- What you will do
Reproduce each line of the material precisely.

....................

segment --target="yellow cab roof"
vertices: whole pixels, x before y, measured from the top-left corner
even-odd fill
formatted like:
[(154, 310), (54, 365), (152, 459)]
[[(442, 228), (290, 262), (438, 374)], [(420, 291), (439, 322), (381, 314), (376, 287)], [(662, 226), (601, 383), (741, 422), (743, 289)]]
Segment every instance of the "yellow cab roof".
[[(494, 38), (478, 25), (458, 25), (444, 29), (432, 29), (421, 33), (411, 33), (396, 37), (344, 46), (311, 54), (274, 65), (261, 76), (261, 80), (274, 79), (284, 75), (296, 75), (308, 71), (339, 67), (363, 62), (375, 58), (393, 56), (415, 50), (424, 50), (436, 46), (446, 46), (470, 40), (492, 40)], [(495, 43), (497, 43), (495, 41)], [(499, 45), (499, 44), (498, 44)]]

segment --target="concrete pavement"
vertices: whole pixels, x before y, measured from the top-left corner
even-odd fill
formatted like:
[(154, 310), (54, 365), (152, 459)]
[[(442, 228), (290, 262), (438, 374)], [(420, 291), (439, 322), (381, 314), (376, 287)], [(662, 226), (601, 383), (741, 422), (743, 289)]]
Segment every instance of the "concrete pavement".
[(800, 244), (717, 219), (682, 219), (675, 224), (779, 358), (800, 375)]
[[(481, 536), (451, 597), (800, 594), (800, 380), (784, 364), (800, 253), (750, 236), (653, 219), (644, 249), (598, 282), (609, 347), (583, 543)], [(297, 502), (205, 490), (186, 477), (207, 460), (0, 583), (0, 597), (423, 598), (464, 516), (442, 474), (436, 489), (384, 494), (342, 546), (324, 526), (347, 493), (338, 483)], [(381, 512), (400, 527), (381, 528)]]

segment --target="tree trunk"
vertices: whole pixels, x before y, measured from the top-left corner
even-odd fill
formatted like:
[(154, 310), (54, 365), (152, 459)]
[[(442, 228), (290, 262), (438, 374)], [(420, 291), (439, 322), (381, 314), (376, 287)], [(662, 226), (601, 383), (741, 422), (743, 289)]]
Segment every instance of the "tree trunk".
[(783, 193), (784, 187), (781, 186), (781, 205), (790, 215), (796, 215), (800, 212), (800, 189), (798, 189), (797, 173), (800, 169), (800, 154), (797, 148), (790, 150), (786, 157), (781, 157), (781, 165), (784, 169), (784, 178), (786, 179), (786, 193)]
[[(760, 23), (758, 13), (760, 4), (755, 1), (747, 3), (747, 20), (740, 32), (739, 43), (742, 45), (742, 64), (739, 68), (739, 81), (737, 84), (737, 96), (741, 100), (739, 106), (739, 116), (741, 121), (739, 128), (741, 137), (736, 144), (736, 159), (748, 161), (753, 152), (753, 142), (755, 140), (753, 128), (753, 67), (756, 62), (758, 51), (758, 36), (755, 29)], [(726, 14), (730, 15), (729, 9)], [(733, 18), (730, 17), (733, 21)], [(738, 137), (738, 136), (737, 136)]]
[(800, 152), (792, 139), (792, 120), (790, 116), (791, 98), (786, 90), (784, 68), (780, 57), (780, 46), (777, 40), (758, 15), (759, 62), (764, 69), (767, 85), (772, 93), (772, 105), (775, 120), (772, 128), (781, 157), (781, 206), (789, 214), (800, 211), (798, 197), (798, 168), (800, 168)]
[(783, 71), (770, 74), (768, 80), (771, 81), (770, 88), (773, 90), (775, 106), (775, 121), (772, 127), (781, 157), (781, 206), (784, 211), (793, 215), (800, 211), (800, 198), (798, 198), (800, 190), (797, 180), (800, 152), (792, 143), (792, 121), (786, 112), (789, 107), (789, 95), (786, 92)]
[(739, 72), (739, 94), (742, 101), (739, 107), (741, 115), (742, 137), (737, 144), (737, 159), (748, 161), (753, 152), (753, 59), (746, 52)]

....................

- Exercise answer
segment --target="yellow cab roof"
vertices: whole pixels, x before y, measured from the top-left corner
even-odd fill
formatted like:
[(154, 310), (54, 365), (152, 459)]
[[(442, 228), (290, 262), (438, 374)], [(420, 291), (439, 322), (381, 314), (376, 287)], [(662, 226), (601, 383), (741, 422), (743, 289)]]
Segment every instance of the "yellow cab roof".
[[(494, 38), (478, 25), (458, 25), (444, 29), (432, 29), (421, 33), (411, 33), (396, 37), (344, 46), (311, 54), (274, 65), (261, 76), (261, 80), (274, 79), (284, 75), (296, 75), (308, 71), (339, 67), (363, 62), (375, 58), (393, 56), (415, 50), (424, 50), (436, 46), (446, 46), (470, 40), (492, 40)], [(495, 43), (497, 43), (495, 41)], [(499, 45), (499, 44), (498, 44)]]

segment --target="concrete pavement"
vertices: whole pixels, x before y, measured from the top-left corner
even-odd fill
formatted like:
[(154, 310), (54, 365), (152, 459)]
[[(442, 228), (290, 262), (438, 374)], [(420, 291), (439, 322), (381, 314), (376, 287)], [(662, 226), (601, 383), (741, 422), (743, 289)]]
Segment every instance of the "concrete pavement".
[(800, 244), (717, 219), (682, 219), (675, 224), (779, 358), (800, 375)]
[[(481, 536), (451, 597), (800, 594), (800, 380), (784, 364), (800, 253), (750, 236), (653, 219), (644, 249), (598, 282), (609, 347), (583, 543)], [(297, 502), (205, 490), (186, 477), (207, 460), (0, 583), (0, 597), (423, 598), (464, 516), (442, 474), (436, 489), (384, 494), (342, 546), (324, 526), (347, 493), (338, 483)], [(381, 512), (400, 527), (381, 528)]]

segment --target="tree trunk"
vertices: whole pixels, x before y, measured from the top-left corner
even-odd fill
formatted like:
[(154, 310), (54, 365), (152, 459)]
[[(442, 228), (290, 262), (438, 374)], [(420, 291), (439, 322), (381, 314), (376, 287)], [(662, 226), (601, 383), (741, 422), (743, 289)]]
Segment every instance of the "tree trunk".
[(783, 193), (784, 187), (781, 186), (781, 205), (790, 215), (796, 215), (800, 212), (800, 189), (798, 189), (797, 173), (800, 169), (800, 154), (797, 148), (790, 150), (786, 157), (781, 157), (781, 165), (784, 169), (784, 178), (786, 179), (786, 193)]
[[(760, 23), (758, 13), (760, 4), (755, 1), (747, 3), (747, 20), (740, 32), (739, 43), (742, 45), (742, 64), (739, 68), (739, 81), (737, 84), (737, 96), (741, 100), (739, 106), (739, 116), (741, 121), (739, 128), (741, 137), (736, 144), (736, 159), (748, 161), (753, 152), (753, 142), (755, 140), (753, 128), (753, 67), (756, 62), (758, 51), (758, 36), (755, 29)], [(726, 14), (730, 15), (729, 9)], [(733, 18), (730, 17), (733, 21)], [(738, 137), (738, 136), (737, 136)]]
[(800, 152), (792, 139), (792, 120), (790, 116), (791, 98), (786, 90), (784, 68), (780, 57), (780, 46), (777, 40), (758, 15), (759, 62), (764, 69), (767, 85), (772, 93), (772, 105), (775, 120), (772, 128), (781, 157), (781, 206), (789, 214), (800, 211), (798, 197), (798, 168), (800, 168)]
[(783, 71), (770, 74), (768, 80), (771, 81), (770, 88), (773, 90), (775, 106), (775, 121), (772, 127), (781, 157), (781, 206), (784, 211), (793, 215), (800, 211), (800, 198), (798, 198), (800, 190), (797, 180), (800, 152), (792, 143), (792, 121), (786, 112), (789, 107), (789, 95), (786, 92)]
[(739, 72), (739, 94), (742, 101), (739, 107), (741, 115), (742, 137), (737, 144), (737, 159), (748, 161), (753, 152), (753, 59), (746, 52)]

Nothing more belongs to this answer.